* _Instructions to follow_
Return the part of the entries below that opens with the line containing "Presence check — does the above scene include any white boat?" and closes with the line containing "left=0, top=0, right=450, bottom=147", copied exactly, both of those lines included.

Excerpts from a detection dataset
▬▬▬
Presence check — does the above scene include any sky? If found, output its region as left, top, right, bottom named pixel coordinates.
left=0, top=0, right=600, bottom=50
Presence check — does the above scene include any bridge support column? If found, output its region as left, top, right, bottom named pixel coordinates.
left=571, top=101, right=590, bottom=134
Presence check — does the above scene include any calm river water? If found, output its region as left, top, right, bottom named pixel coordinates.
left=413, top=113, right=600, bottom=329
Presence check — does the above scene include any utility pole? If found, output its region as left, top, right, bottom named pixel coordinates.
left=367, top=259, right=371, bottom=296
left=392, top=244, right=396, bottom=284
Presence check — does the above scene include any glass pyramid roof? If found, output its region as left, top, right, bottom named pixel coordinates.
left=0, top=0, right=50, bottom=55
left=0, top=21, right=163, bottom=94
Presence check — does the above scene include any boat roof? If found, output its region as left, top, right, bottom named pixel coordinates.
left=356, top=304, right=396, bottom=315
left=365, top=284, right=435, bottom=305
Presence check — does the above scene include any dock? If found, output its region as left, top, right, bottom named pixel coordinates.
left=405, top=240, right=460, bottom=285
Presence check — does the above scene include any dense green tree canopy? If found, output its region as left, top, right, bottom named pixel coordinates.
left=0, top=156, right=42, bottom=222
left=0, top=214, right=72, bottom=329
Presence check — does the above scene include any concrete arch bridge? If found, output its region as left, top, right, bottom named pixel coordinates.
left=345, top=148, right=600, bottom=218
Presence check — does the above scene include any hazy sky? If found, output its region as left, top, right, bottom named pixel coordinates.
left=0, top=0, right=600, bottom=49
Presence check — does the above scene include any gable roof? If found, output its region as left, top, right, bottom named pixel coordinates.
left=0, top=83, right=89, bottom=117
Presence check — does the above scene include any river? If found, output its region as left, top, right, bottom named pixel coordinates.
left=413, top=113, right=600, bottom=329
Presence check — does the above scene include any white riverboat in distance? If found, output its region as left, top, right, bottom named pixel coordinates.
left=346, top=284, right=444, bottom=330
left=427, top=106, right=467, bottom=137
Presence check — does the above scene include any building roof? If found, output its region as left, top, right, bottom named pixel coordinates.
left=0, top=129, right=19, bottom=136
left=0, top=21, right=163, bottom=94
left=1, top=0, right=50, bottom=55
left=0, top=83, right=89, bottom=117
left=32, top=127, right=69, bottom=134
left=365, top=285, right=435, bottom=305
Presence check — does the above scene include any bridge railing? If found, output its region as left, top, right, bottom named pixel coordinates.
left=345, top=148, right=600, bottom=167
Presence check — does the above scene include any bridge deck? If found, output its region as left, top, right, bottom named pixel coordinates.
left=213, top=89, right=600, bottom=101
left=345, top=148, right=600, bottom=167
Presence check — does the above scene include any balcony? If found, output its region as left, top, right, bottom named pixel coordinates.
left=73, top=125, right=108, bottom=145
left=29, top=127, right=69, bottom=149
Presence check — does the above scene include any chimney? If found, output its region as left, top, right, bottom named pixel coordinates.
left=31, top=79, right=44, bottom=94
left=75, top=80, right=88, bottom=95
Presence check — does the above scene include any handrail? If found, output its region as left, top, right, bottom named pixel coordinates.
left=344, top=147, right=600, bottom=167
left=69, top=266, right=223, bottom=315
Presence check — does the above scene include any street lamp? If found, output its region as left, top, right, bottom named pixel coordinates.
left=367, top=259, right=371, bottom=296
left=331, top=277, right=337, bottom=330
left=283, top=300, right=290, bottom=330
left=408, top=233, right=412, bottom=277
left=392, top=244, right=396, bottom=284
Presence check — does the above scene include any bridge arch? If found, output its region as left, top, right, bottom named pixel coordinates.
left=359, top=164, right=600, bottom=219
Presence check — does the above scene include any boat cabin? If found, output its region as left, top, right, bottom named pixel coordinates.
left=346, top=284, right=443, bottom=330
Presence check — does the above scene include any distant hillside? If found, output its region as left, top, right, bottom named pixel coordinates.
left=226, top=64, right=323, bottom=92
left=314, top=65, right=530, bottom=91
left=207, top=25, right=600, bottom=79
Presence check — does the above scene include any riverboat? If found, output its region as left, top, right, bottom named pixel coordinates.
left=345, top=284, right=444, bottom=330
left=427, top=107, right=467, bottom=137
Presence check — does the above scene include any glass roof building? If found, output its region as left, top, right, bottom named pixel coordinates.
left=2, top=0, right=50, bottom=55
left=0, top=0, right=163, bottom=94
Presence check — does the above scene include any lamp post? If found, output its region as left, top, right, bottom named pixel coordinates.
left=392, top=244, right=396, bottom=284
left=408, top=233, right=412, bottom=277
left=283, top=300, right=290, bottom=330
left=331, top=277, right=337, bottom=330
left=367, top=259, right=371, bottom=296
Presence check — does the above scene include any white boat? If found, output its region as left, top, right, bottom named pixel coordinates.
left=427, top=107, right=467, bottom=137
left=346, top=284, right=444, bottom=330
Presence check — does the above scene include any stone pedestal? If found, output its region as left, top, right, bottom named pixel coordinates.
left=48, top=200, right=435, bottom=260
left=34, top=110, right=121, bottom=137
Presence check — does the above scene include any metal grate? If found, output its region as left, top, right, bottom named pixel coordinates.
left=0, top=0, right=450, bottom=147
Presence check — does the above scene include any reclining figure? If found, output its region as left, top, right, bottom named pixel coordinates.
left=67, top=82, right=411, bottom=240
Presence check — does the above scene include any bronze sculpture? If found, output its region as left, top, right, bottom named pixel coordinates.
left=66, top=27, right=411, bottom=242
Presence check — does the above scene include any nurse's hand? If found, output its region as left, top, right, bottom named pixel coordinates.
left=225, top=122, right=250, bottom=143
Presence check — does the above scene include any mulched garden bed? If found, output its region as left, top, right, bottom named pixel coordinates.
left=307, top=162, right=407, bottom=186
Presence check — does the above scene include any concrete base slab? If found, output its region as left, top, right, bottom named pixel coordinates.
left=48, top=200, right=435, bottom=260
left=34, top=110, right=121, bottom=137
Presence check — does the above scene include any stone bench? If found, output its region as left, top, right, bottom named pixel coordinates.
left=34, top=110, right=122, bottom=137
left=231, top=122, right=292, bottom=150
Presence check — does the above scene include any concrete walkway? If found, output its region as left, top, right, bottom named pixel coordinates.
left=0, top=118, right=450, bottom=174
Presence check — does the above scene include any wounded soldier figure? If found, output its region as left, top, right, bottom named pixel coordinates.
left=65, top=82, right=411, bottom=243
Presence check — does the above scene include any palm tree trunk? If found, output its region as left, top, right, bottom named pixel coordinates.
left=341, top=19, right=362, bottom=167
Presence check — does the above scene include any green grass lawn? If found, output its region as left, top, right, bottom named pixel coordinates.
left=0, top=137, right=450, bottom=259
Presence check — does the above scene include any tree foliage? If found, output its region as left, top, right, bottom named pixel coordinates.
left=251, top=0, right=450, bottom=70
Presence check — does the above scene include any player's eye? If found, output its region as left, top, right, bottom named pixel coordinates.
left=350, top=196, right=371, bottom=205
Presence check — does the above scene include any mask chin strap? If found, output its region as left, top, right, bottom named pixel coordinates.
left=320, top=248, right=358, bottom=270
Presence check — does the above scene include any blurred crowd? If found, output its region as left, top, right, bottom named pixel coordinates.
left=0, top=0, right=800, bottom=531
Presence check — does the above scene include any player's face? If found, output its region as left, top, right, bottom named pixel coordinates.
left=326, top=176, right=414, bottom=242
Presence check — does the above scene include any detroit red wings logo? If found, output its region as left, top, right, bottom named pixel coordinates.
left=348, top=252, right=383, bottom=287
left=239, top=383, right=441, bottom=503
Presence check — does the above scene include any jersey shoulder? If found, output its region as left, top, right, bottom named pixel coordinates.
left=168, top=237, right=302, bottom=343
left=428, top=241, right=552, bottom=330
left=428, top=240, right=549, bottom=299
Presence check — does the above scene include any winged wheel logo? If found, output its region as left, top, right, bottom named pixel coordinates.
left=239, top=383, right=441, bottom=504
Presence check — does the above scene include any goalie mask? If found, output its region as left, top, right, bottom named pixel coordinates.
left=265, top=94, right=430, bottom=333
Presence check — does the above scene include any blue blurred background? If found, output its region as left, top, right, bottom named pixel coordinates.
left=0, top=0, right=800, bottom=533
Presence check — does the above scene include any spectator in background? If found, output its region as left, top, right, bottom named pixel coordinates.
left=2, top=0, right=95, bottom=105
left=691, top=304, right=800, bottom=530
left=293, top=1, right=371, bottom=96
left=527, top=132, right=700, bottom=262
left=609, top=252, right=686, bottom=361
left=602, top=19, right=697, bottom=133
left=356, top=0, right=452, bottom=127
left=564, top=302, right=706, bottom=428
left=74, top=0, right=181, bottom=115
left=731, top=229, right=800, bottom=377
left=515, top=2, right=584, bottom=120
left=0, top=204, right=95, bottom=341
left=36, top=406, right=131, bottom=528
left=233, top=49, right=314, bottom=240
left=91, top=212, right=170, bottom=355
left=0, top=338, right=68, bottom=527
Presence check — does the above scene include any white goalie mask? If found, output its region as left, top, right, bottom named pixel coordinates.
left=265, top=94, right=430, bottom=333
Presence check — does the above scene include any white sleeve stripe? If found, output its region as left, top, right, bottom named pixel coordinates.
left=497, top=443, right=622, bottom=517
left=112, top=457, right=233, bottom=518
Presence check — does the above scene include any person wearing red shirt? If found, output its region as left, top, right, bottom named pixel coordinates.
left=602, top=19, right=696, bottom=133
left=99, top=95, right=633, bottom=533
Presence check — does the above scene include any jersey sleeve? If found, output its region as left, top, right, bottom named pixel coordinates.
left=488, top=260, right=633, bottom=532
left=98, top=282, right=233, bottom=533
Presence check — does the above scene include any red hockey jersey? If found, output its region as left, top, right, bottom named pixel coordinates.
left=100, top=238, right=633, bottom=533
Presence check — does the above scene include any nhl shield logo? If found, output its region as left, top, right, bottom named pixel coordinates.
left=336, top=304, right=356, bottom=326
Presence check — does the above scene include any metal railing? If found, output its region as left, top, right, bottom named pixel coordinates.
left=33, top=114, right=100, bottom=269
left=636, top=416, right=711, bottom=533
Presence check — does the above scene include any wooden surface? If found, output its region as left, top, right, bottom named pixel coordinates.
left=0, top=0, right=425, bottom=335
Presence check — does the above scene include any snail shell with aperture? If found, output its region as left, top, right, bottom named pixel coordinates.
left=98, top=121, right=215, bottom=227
▬▬▬
* _Full response_
Presence check — does the above scene include any white boat? If found, output its region as left, top, right, bottom named pixel coordinates.
left=427, top=107, right=467, bottom=137
left=346, top=284, right=444, bottom=330
Presence check — does the above scene include any stone pedestal? If found, output its region as left, top, right, bottom named pixel coordinates.
left=48, top=200, right=435, bottom=260
left=34, top=110, right=121, bottom=137
Presence check — does the above scene include any metal grate? If found, output its region as left, top, right, bottom named pixel coordinates.
left=0, top=0, right=450, bottom=147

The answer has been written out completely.